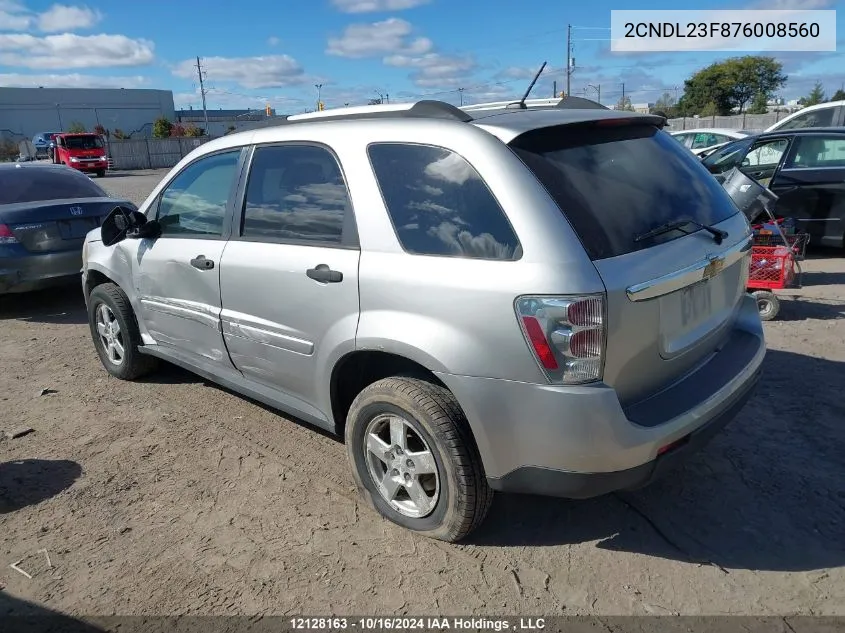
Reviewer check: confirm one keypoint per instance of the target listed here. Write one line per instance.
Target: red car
(85, 152)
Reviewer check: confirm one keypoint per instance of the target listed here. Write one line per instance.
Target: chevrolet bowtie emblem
(715, 264)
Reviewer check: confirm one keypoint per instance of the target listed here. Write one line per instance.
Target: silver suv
(536, 300)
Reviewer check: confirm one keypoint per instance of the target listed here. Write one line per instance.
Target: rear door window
(616, 183)
(439, 205)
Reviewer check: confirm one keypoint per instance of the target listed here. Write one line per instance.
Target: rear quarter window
(616, 183)
(439, 205)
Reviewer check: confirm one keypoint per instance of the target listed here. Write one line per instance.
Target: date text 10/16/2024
(416, 623)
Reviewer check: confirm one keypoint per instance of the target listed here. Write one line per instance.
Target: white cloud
(434, 70)
(388, 37)
(269, 71)
(62, 17)
(15, 16)
(73, 80)
(73, 51)
(369, 6)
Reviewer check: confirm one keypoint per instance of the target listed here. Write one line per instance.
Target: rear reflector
(6, 235)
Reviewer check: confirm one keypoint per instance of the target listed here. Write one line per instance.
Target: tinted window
(439, 205)
(295, 192)
(817, 151)
(766, 154)
(28, 184)
(194, 203)
(616, 183)
(726, 158)
(84, 142)
(823, 117)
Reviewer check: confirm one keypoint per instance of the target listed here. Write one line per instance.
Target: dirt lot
(174, 496)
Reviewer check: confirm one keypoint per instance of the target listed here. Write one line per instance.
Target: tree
(759, 105)
(624, 103)
(162, 127)
(732, 83)
(816, 96)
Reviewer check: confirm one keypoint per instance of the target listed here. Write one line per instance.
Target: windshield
(84, 142)
(29, 184)
(615, 183)
(727, 157)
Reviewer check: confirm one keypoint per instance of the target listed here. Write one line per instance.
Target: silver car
(534, 300)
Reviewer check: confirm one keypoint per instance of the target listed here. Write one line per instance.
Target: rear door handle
(202, 263)
(325, 274)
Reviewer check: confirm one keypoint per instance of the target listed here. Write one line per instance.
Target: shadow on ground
(30, 481)
(61, 304)
(767, 494)
(804, 308)
(22, 616)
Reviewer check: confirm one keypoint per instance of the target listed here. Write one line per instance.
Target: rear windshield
(28, 184)
(84, 142)
(616, 183)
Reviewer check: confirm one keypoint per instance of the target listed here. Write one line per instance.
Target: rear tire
(434, 482)
(768, 304)
(115, 333)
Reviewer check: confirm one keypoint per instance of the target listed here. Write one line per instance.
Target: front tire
(115, 333)
(414, 459)
(768, 304)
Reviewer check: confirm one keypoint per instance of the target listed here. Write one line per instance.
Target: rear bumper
(579, 442)
(34, 271)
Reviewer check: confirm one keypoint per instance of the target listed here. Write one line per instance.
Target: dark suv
(805, 167)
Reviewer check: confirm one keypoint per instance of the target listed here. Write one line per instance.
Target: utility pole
(568, 56)
(202, 93)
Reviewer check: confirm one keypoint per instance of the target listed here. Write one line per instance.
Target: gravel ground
(173, 496)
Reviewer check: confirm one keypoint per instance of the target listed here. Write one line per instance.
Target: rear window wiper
(677, 225)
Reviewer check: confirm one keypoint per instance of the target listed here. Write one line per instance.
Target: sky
(276, 52)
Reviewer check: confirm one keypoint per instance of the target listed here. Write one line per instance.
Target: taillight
(566, 335)
(6, 235)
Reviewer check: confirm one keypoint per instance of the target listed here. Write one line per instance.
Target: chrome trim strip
(699, 271)
(264, 333)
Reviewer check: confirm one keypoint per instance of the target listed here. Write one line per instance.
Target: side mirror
(125, 223)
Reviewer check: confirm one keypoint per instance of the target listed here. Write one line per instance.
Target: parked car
(830, 114)
(45, 212)
(85, 152)
(461, 299)
(704, 140)
(804, 167)
(42, 142)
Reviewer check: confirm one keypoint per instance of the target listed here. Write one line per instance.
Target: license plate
(75, 229)
(696, 303)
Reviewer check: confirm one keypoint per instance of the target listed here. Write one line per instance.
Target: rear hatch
(55, 225)
(49, 209)
(672, 296)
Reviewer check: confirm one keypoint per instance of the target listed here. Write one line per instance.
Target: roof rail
(426, 109)
(580, 103)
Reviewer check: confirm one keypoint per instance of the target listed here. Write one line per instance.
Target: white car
(830, 114)
(704, 140)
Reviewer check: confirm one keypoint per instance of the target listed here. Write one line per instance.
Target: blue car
(45, 212)
(42, 142)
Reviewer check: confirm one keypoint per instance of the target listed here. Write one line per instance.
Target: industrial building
(25, 112)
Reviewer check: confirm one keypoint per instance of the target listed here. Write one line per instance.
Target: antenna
(521, 102)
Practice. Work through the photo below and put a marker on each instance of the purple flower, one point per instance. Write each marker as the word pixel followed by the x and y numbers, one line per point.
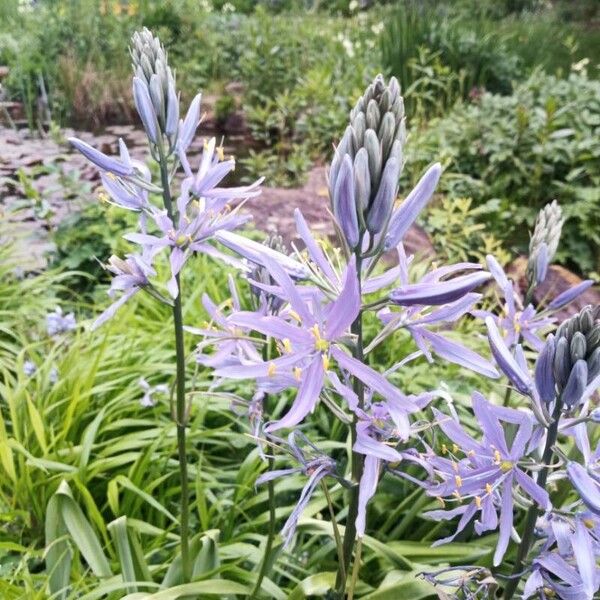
pixel 131 276
pixel 121 168
pixel 314 464
pixel 569 295
pixel 187 127
pixel 409 210
pixel 515 322
pixel 57 323
pixel 487 474
pixel 306 346
pixel 420 321
pixel 190 234
pixel 552 576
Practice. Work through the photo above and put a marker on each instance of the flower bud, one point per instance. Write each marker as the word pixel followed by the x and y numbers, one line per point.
pixel 377 127
pixel 153 74
pixel 544 373
pixel 544 242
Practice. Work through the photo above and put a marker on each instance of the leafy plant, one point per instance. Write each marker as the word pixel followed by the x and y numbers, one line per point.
pixel 521 151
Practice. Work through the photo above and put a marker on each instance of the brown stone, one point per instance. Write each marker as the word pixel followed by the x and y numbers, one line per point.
pixel 558 280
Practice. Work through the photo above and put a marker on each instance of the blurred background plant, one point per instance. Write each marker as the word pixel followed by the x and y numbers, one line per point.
pixel 505 93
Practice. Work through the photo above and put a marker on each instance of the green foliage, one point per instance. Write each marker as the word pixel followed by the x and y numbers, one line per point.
pixel 86 237
pixel 513 154
pixel 458 232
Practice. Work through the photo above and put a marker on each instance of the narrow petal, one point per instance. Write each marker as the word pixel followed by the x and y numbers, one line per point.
pixel 306 398
pixel 438 293
pixel 588 489
pixel 506 521
pixel 101 160
pixel 344 310
pixel 570 295
pixel 505 359
pixel 372 379
pixel 414 203
pixel 460 355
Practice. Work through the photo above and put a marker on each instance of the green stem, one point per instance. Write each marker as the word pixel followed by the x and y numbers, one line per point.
pixel 336 531
pixel 264 566
pixel 356 458
pixel 533 511
pixel 181 408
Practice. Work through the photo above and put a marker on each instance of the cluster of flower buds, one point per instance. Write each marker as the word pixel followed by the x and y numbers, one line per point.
pixel 363 179
pixel 570 359
pixel 544 242
pixel 154 91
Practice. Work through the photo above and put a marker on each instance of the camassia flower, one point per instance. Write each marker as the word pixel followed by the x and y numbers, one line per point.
pixel 309 333
pixel 487 473
pixel 313 463
pixel 422 319
pixel 131 276
pixel 190 233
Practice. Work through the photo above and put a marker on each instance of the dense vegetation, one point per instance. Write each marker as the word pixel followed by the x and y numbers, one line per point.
pixel 513 116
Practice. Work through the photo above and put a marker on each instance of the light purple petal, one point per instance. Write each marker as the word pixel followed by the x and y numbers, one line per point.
pixel 344 310
pixel 314 250
pixel 460 355
pixel 570 295
pixel 306 398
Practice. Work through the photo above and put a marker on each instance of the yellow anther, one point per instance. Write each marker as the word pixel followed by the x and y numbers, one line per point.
pixel 320 344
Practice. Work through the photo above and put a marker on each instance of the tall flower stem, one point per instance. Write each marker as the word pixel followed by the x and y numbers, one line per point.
pixel 181 415
pixel 532 513
pixel 264 566
pixel 356 458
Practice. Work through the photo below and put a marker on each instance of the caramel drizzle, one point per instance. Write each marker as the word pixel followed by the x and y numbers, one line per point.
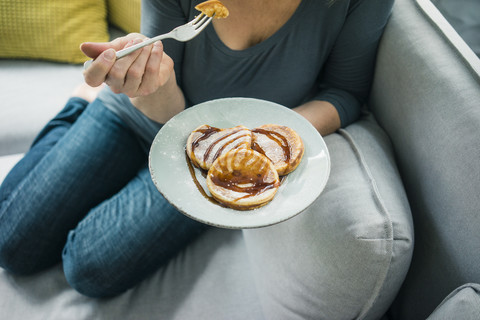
pixel 197 183
pixel 255 177
pixel 206 133
pixel 278 138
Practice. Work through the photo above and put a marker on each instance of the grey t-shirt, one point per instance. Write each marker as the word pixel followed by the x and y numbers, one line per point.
pixel 323 52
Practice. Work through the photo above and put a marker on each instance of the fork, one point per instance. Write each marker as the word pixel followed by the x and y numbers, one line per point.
pixel 182 33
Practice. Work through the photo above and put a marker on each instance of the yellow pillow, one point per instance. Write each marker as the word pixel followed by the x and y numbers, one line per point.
pixel 125 14
pixel 50 29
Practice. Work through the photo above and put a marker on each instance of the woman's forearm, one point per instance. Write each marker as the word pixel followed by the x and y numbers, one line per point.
pixel 163 104
pixel 322 115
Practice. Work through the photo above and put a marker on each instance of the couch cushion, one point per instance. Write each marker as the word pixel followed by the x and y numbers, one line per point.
pixel 346 255
pixel 427 97
pixel 124 14
pixel 51 30
pixel 463 303
pixel 32 93
pixel 210 279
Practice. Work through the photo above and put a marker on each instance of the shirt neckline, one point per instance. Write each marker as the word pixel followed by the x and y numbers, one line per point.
pixel 218 43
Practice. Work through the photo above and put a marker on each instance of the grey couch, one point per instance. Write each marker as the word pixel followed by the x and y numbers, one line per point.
pixel 394 235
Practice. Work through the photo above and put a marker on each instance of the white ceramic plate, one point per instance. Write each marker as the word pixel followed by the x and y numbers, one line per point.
pixel 170 172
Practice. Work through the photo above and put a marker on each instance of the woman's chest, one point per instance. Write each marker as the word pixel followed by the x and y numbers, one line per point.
pixel 251 22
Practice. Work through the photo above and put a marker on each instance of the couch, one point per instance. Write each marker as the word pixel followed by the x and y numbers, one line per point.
pixel 403 243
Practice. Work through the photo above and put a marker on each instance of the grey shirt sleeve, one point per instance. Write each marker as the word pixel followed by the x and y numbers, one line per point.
pixel 346 78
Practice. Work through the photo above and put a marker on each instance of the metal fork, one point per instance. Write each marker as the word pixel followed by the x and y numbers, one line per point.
pixel 182 33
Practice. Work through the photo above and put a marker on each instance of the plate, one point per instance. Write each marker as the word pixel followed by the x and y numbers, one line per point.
pixel 170 172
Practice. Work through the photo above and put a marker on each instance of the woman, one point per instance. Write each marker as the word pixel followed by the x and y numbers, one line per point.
pixel 83 194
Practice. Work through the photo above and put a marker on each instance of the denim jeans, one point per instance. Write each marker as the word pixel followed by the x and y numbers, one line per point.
pixel 83 196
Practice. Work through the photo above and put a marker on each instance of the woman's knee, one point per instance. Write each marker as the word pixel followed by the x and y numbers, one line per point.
pixel 88 273
pixel 18 256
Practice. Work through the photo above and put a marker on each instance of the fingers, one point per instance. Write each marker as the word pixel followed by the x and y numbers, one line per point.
pixel 117 77
pixel 139 73
pixel 152 78
pixel 104 57
pixel 95 75
pixel 136 72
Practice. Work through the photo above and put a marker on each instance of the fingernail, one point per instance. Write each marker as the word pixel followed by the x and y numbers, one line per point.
pixel 109 54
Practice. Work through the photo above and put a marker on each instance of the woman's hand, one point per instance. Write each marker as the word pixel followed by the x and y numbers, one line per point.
pixel 140 73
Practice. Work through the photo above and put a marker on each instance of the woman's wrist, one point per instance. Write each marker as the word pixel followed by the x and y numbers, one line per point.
pixel 322 115
pixel 164 103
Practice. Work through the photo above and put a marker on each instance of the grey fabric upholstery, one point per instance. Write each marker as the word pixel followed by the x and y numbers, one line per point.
pixel 463 303
pixel 209 280
pixel 347 254
pixel 32 93
pixel 427 99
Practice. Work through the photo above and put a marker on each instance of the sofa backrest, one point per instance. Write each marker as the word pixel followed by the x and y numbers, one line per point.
pixel 426 96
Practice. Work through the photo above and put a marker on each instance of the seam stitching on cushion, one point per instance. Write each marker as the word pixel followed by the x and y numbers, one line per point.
pixel 388 227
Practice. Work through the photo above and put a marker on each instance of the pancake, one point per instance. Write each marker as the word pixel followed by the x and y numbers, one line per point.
pixel 281 144
pixel 243 179
pixel 213 8
pixel 205 144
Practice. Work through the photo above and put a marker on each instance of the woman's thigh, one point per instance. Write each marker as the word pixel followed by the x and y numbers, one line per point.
pixel 125 239
pixel 91 162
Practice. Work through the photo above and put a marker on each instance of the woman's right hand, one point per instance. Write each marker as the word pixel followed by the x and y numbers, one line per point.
pixel 138 74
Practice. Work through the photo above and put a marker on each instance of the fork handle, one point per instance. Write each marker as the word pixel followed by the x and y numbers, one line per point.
pixel 122 53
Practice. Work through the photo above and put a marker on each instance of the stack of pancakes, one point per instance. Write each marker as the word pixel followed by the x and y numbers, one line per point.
pixel 244 166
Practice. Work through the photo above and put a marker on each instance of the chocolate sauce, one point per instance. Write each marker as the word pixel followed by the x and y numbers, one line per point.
pixel 278 138
pixel 206 133
pixel 197 183
pixel 255 176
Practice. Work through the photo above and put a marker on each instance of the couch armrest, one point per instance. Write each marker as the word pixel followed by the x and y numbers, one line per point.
pixel 426 97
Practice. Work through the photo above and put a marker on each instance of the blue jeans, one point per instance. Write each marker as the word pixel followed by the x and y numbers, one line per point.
pixel 83 196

----------------

• What the task requires
Copy out exactly the lines from the line with "of the chocolate" to the end of the listing, including both of those lines, and give nothing else.

• The answer
Practice. Work through the photo above and put a marker on each instance of the chocolate sauce, one point per instance. Write each marker as the word pixel followed by the x and y numbers, one line per point.
pixel 278 138
pixel 206 133
pixel 197 183
pixel 255 176
Practice. Work through the photo above and put a marker on each instance of the couch armrest, one point per instance. Write each marker as the word pixel followed by the x and y numbers, one line per point.
pixel 426 97
Practice. Work through the photo above and put a marker on each instance of the blue jeans, one point per instance. Write each marker as the word pixel followed by the x and y numbers, one line per point.
pixel 83 196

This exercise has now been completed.